フォイエやバータ,レスタといったシリーズでおなじみのテクニック(魔法)も,本作ではフォトンアーツとしての扱いだ フォトンアーツ“ボッガ・ダンガ”発動! フォトンアーツには見た目が派手なものも多く,戦闘を盛り上げてくれる

 

 

多数用意されたロビーアクションにセガの本気を見た

 

ガーディアンズ本部にあるカウンターでは,タイプを変更可能。基本タイプはハンター,レンジャー,フォースの三つ。その上位職も用意されている

 さてここからは,戦闘以外の部分についても詳しく触れていこう。まずはロビー内での動作について。これに関しては,特定のキーを押すことで発動する「ロビーアクション」の種類が,大幅に拡張されたことに尽きるだろう。挨拶や感情表現のポーズといった基本的なものはもちろん,バック転やツッコミ,さらにはアイドルっぽいダンスなんてものまである。
 また,メッセージが表示される吹き出しにさまざまな効果が付けられるようになったのも,チャットを楽しむうえで大いに役立っている。重要なメッセージを送りたいときに吹き出しを大きく揺らす,なんてことも可能だ。とあるロビーにて「いまこの人が私のお尻を触りました!」というメッセージが,大きくブルブル震えながら表示されていたのを見たときは,大笑いしてしまった。

***

やること >>
1) ゲームの紹介記事によると、フォトンアーツが戦闘を盛り上げてくれるのはなぜか。一〜三文で答える。
2) ゲームの紹介記事を、最後の文の後から書き進める。

[ポイント注釈データセットのレコード]
***

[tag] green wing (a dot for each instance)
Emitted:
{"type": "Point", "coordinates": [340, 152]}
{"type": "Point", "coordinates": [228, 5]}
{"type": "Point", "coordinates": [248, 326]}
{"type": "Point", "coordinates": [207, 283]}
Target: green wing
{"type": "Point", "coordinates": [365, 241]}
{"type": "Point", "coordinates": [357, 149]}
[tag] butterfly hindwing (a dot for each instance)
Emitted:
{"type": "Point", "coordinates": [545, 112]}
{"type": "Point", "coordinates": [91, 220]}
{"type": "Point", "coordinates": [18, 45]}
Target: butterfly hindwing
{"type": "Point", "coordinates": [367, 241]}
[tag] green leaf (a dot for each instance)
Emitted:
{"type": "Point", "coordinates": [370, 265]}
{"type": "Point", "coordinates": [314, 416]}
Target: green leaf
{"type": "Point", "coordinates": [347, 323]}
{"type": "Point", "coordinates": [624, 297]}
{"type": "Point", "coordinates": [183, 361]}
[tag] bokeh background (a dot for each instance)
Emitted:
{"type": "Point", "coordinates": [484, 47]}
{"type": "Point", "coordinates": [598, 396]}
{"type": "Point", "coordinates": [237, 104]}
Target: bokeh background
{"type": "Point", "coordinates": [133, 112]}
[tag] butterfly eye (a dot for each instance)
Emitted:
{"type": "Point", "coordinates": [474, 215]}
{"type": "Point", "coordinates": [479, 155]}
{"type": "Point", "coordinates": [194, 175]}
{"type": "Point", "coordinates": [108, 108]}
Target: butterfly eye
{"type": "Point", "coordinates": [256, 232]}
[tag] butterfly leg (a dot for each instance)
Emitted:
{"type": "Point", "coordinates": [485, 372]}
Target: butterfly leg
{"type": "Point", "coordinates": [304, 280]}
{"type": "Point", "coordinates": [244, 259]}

***

回答 >>
1) 見た目が派手なものが多いからだ。

2)
 

 さらに,マイルームの概念が加わったことも大きな追加要素の一つだ。マイルームでは,外見を変更するお洒落アイテムである,服やパーツの着替えが自由に行えるドレッシングルーム,パートナーカードをもらった人のマイルームへの移動が行えるビジフォンなどが設置されている。さらに,ショップにて購入できるルームアイテムを置いてデコレートも可能で,マイルームをカスタマイズする楽しさも用意されている。このマイルームの模様替えはかなり自由度が高く,お金さえあれば部屋一面に洋式便座を敷き詰めるなんていう愚行(?)も可能。このあたりはプレイヤーの遊び心が試されそうな感じだ。
 また,PSOではアイテムの処分などはわざわざお店に行って売るなりしなければならなかったが,今回はマイルームでショップ(露店のようなもの)を開くことが可能となった。ほかのプレイヤーが開いているショップの検索や,検索したショップへの移動は,上述のビジフォンから行えるのでうまく活用してほしい。

 

 そして忘れてはならないのが,パートナーマシナリーの存在だ。これは,アイテム合成,アイテム管理などを行ってくれるマスコットキャラのようなマシンで,プレイヤーのお世話係的な存在。さまざまな形で冒険のサポートをしてくれる。ちなみに,このパートナーマシナリーは,アイテムを与える(食べさせる)ことにより成長し,与えたエサによって姿が変わっていく。美少女キャラに成長するという噂もあるが……このあたりはその目で確認していただきたい。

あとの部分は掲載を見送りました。